[Records from an annotation dataset]
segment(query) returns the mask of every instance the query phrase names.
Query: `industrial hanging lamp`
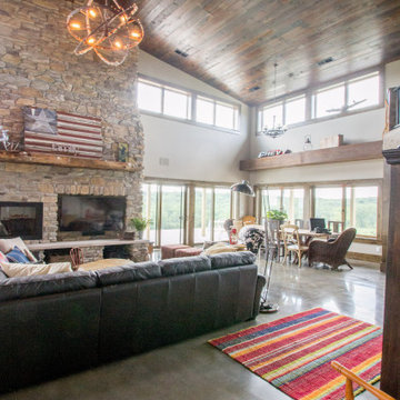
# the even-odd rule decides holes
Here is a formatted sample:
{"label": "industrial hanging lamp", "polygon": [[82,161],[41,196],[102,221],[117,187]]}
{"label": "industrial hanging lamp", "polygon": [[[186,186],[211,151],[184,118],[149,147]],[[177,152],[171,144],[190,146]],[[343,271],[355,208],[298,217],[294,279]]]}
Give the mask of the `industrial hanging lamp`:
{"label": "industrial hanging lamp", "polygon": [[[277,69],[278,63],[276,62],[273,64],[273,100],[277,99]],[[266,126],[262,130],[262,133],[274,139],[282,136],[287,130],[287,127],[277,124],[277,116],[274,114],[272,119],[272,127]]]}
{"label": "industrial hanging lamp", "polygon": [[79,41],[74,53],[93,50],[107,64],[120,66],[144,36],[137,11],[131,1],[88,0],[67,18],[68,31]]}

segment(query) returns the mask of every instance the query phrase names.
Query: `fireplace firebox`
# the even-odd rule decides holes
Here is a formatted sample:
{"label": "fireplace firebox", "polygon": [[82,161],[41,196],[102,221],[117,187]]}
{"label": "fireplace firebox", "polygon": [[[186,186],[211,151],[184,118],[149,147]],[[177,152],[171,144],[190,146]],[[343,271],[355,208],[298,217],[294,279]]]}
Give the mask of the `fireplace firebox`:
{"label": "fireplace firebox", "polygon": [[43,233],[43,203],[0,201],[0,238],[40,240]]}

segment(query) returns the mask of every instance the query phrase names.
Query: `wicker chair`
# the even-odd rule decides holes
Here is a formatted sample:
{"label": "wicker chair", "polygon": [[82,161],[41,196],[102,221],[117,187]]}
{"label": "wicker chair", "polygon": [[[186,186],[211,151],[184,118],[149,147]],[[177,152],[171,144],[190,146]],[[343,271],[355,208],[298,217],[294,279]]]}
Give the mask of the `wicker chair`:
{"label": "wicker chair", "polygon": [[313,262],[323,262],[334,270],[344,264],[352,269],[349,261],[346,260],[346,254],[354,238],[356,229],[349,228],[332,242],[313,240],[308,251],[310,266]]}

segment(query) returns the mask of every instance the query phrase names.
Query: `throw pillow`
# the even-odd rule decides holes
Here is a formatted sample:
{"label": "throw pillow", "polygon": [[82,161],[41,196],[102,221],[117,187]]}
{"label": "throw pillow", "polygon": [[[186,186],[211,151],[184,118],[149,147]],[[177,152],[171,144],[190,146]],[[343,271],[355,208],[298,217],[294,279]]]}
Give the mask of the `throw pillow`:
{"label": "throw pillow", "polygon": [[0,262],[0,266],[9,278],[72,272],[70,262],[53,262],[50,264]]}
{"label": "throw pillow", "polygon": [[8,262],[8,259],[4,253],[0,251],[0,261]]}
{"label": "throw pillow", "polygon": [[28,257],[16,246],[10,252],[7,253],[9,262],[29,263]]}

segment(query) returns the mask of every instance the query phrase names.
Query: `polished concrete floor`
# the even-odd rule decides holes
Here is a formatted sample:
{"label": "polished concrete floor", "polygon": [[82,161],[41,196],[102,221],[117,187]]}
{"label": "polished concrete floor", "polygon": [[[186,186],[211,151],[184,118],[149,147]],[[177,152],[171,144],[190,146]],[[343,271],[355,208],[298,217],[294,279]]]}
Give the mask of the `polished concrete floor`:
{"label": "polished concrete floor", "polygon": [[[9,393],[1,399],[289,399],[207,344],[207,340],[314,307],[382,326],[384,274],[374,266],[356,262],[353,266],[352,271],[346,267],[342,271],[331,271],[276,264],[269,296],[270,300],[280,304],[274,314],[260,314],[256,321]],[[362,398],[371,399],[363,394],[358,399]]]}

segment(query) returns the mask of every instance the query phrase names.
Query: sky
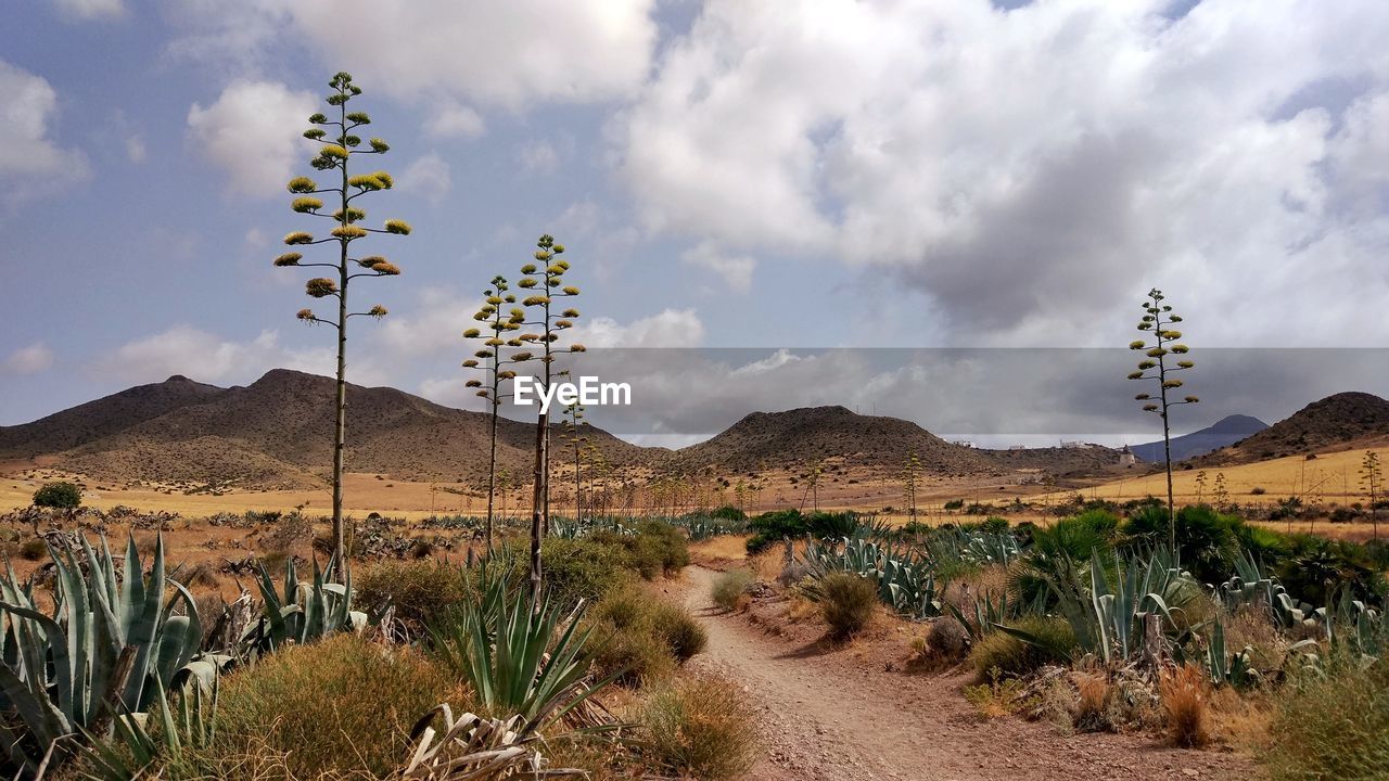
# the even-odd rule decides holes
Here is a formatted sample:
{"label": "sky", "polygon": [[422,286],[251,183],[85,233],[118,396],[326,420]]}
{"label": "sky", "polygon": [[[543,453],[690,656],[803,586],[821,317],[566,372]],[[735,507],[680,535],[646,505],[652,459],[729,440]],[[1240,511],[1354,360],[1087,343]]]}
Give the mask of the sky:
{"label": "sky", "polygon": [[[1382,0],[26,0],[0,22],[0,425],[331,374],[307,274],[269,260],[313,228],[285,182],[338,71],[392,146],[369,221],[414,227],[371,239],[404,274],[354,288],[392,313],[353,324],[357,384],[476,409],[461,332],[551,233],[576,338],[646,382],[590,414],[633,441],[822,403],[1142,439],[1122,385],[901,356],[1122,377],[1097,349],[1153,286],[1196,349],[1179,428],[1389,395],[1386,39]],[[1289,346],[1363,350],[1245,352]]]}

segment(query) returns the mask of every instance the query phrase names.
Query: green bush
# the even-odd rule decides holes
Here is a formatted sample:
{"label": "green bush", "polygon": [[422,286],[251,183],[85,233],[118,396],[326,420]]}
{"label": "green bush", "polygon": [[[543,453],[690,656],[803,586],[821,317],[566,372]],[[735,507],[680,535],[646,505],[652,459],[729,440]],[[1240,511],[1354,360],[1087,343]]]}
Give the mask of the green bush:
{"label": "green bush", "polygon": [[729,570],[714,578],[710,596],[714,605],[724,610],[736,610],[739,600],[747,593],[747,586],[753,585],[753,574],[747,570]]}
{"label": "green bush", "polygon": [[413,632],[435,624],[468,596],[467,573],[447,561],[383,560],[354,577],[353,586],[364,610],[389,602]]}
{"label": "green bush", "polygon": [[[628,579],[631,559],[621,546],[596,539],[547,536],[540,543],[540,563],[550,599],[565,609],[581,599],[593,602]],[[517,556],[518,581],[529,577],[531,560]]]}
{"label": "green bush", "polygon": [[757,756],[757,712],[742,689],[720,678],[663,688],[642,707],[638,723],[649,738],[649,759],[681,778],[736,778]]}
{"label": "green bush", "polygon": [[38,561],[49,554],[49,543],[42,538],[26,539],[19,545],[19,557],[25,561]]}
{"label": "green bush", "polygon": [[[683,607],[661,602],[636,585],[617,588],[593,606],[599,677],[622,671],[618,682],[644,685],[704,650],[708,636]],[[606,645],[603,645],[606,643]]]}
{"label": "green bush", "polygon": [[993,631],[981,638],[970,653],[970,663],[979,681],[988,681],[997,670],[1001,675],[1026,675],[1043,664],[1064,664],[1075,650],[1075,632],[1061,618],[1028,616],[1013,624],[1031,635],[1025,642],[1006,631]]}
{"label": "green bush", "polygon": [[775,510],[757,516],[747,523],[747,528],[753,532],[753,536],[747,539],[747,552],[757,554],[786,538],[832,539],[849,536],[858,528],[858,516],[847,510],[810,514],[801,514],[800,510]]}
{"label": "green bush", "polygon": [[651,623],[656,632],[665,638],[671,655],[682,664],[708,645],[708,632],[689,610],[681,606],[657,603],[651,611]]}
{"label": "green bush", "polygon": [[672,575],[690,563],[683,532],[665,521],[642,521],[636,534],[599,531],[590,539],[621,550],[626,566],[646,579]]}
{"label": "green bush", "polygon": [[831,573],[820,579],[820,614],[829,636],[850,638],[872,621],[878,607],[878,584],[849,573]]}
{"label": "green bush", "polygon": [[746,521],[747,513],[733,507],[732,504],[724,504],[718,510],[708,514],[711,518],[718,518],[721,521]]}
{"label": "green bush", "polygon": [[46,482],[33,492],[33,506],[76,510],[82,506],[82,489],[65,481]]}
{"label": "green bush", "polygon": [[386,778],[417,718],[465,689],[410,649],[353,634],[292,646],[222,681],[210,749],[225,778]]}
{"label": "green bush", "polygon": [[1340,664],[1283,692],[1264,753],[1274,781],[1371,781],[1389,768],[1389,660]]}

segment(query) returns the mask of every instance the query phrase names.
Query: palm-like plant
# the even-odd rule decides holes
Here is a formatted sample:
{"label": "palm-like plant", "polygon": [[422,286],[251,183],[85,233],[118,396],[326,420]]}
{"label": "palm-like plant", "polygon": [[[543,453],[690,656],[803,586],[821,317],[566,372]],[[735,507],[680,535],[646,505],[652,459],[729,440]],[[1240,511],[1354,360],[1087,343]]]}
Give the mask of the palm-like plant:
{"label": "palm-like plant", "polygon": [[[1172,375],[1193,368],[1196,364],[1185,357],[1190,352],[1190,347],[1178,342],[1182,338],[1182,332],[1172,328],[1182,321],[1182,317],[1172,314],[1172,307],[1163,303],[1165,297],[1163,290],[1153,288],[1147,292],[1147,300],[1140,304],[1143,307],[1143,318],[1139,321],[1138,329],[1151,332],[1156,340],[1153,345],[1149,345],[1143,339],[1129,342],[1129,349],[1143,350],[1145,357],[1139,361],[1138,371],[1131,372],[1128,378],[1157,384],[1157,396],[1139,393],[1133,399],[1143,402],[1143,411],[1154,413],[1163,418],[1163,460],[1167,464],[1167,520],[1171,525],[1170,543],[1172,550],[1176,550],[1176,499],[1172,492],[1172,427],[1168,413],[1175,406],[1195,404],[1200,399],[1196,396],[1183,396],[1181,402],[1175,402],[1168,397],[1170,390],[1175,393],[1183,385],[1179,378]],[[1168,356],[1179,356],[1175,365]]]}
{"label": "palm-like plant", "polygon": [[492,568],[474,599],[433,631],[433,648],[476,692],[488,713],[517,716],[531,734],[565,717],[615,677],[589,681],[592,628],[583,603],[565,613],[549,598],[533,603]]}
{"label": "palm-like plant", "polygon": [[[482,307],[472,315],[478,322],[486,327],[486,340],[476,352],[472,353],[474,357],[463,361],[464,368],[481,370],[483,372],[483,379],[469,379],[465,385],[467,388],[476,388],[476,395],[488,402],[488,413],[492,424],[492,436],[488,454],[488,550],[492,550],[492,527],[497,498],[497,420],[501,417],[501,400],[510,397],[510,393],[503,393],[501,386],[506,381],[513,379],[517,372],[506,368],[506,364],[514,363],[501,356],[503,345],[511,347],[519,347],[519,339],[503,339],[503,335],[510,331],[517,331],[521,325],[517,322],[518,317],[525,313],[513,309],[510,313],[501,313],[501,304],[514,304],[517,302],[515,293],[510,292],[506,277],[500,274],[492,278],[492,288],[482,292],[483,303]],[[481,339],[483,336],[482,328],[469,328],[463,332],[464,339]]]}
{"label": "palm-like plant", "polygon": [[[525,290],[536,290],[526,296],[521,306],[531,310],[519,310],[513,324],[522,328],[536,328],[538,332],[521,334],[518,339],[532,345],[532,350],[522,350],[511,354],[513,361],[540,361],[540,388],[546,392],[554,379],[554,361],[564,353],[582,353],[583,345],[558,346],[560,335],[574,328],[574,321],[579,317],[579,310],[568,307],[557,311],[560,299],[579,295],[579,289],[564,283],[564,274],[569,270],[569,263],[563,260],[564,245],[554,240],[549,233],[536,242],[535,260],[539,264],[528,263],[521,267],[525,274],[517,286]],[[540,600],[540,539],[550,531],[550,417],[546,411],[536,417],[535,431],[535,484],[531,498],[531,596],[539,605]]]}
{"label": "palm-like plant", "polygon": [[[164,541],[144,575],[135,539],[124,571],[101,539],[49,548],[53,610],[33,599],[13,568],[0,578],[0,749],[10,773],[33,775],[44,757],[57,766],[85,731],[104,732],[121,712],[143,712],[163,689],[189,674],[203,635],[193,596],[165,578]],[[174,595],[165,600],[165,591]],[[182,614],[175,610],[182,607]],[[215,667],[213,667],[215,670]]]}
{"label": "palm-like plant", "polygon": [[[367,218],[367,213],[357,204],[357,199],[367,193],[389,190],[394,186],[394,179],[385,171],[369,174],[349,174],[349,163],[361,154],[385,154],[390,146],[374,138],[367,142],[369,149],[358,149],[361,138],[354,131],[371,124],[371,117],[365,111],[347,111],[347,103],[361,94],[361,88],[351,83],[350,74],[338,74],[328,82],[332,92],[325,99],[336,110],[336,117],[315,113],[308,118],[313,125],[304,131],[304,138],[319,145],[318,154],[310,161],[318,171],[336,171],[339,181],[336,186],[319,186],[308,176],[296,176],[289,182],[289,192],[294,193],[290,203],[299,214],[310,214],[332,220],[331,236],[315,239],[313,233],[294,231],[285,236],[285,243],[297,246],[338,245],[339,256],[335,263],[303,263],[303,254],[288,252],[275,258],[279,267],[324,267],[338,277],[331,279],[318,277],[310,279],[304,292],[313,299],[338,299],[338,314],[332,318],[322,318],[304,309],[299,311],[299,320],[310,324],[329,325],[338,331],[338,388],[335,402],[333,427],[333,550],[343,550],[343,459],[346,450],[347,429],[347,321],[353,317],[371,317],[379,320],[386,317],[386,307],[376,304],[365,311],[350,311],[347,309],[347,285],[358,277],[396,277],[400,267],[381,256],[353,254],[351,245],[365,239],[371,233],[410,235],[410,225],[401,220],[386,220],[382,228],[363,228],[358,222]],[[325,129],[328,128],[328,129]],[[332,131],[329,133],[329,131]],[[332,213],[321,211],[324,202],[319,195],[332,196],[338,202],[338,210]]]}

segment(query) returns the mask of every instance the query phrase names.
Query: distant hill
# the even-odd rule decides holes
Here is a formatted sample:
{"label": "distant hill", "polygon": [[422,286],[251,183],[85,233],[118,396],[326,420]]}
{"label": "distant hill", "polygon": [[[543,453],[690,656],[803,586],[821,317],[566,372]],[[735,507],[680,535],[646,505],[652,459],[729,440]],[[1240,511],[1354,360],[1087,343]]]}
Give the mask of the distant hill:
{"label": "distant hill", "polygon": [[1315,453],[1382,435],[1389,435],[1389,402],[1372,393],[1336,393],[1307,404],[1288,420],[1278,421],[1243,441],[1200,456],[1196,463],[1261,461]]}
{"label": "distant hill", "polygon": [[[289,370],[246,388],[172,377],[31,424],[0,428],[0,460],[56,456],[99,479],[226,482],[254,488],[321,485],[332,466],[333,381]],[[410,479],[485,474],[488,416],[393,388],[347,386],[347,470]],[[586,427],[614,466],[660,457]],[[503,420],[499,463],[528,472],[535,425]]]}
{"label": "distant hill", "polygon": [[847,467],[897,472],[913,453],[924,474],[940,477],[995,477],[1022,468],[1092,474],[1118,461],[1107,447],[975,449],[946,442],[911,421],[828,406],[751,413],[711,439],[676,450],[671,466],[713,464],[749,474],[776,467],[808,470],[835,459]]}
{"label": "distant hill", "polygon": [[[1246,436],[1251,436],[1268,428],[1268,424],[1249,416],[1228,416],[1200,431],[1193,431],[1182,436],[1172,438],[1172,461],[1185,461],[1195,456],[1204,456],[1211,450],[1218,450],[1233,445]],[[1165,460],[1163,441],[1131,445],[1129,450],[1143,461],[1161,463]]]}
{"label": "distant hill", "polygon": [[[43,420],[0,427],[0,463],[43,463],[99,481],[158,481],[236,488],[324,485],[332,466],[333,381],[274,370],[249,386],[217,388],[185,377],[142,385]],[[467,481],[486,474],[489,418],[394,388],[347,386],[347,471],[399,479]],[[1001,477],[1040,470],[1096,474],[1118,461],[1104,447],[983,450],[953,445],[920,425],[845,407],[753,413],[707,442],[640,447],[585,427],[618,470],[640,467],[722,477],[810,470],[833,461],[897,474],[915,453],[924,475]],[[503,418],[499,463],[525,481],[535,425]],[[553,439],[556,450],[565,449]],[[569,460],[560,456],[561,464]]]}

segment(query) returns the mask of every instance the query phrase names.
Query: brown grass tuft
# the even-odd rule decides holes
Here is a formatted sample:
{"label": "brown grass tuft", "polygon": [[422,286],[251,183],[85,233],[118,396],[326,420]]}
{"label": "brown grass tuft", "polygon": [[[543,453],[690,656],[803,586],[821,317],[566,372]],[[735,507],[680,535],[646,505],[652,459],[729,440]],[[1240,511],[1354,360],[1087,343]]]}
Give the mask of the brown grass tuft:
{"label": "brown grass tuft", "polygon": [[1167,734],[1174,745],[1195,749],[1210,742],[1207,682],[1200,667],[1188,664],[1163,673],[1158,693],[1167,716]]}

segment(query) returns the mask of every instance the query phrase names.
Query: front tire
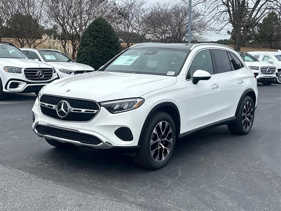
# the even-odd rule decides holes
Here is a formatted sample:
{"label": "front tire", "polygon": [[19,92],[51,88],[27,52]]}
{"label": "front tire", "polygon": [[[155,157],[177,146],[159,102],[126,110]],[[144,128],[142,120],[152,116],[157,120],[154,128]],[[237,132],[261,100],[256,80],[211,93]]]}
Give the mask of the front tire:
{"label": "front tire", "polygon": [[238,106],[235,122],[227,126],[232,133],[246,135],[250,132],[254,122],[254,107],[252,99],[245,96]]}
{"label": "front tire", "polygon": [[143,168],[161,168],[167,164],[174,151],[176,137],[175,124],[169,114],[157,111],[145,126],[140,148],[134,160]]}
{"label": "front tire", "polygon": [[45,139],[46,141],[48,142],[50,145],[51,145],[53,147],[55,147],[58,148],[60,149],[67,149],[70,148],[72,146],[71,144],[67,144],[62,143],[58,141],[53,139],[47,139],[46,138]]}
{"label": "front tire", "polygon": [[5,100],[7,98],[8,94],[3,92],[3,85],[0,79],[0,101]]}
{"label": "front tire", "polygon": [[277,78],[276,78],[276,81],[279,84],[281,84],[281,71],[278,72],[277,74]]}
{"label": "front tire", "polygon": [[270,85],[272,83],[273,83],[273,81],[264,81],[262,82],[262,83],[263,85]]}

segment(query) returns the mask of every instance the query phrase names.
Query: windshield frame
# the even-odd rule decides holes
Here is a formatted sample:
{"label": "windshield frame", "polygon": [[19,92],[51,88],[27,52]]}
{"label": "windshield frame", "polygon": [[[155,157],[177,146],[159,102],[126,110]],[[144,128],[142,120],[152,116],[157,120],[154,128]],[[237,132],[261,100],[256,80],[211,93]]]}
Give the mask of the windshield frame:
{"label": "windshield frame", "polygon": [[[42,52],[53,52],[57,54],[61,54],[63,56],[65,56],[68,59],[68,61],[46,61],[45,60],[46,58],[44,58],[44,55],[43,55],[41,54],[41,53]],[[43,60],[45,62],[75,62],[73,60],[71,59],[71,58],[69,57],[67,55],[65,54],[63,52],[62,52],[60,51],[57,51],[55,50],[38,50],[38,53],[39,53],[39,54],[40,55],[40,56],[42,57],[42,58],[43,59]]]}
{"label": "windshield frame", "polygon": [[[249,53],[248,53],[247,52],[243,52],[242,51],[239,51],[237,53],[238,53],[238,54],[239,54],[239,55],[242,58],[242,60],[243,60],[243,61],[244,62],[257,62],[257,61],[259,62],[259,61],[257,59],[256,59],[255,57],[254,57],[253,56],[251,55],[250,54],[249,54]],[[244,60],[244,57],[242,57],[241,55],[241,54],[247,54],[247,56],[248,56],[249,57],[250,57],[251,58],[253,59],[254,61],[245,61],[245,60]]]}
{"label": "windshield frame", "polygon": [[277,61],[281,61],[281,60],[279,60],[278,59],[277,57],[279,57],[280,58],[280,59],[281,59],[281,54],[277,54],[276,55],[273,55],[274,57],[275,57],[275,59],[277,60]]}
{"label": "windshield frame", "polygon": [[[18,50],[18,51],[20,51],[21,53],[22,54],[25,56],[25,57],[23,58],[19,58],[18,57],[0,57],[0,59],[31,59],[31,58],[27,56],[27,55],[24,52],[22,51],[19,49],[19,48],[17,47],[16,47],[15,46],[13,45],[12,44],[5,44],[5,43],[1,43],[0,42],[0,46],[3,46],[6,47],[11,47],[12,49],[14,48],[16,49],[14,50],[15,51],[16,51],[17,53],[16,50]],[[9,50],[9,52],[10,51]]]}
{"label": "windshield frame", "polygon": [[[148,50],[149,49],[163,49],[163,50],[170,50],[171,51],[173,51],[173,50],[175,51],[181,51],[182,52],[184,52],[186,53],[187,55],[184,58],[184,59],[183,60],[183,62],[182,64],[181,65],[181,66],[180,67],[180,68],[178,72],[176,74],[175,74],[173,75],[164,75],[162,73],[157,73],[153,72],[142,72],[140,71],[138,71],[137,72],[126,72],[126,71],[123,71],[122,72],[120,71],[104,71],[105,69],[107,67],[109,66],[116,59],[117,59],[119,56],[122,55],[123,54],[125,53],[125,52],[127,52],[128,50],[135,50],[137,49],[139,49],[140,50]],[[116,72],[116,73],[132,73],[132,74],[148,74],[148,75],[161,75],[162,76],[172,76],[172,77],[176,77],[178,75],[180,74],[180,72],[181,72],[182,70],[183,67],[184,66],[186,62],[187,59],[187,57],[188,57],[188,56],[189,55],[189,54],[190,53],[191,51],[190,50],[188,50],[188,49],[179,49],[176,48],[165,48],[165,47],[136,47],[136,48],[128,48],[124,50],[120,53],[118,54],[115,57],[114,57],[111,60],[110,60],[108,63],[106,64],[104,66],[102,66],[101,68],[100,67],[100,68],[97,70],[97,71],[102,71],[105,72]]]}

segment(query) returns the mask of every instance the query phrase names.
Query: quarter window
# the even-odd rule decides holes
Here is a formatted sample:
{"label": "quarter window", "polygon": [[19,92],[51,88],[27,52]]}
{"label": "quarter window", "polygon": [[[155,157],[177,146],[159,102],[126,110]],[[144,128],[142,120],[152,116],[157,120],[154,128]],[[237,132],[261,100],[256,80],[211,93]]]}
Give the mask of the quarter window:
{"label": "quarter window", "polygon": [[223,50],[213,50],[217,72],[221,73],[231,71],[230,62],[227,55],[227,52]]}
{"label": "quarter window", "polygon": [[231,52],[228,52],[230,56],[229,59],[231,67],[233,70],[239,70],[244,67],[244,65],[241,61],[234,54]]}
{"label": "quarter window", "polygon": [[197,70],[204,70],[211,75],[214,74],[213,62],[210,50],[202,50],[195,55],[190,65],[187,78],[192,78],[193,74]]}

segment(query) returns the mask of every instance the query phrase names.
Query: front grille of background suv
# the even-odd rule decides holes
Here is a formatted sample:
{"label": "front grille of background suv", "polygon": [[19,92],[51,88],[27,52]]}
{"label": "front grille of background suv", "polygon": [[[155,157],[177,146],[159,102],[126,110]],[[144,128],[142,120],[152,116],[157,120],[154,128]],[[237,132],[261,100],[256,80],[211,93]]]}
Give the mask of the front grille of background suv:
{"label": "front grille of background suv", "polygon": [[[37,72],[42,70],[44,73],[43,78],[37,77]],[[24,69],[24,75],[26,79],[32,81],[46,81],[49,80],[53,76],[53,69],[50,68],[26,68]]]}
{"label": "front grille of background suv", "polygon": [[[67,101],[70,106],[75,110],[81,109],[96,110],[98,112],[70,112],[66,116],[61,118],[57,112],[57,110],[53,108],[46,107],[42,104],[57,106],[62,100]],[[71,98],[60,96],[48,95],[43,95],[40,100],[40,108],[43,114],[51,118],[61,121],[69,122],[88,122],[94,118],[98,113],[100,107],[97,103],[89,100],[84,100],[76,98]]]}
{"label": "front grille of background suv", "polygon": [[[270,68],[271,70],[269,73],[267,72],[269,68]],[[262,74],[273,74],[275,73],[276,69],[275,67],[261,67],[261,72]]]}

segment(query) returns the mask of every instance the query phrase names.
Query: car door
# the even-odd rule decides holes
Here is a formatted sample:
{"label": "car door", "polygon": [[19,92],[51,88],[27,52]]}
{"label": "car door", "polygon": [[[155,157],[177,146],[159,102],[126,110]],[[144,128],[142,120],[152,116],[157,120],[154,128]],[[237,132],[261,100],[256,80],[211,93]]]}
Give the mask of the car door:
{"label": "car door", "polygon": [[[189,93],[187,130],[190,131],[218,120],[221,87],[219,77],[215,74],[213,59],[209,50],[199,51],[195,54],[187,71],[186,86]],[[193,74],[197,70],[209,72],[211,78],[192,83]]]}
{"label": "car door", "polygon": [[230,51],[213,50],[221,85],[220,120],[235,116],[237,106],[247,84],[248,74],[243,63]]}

WHAT YOU WILL DO: Copy every line of the records above that contains the word "tuft", matching case exactly.

SOLUTION BELOW:
Query: brown grass tuft
{"label": "brown grass tuft", "polygon": [[422,286],[251,183],[85,233],[118,396],[326,420]]}
{"label": "brown grass tuft", "polygon": [[[543,453],[690,656],[803,586],[821,317],[566,372]],[[735,507],[680,535],[646,505],[652,459],[729,440]],[[1240,511],[1354,360],[1087,343]]]}
Give the mask of the brown grass tuft:
{"label": "brown grass tuft", "polygon": [[1167,734],[1174,745],[1195,749],[1210,742],[1207,682],[1200,667],[1188,664],[1163,673],[1158,693],[1167,716]]}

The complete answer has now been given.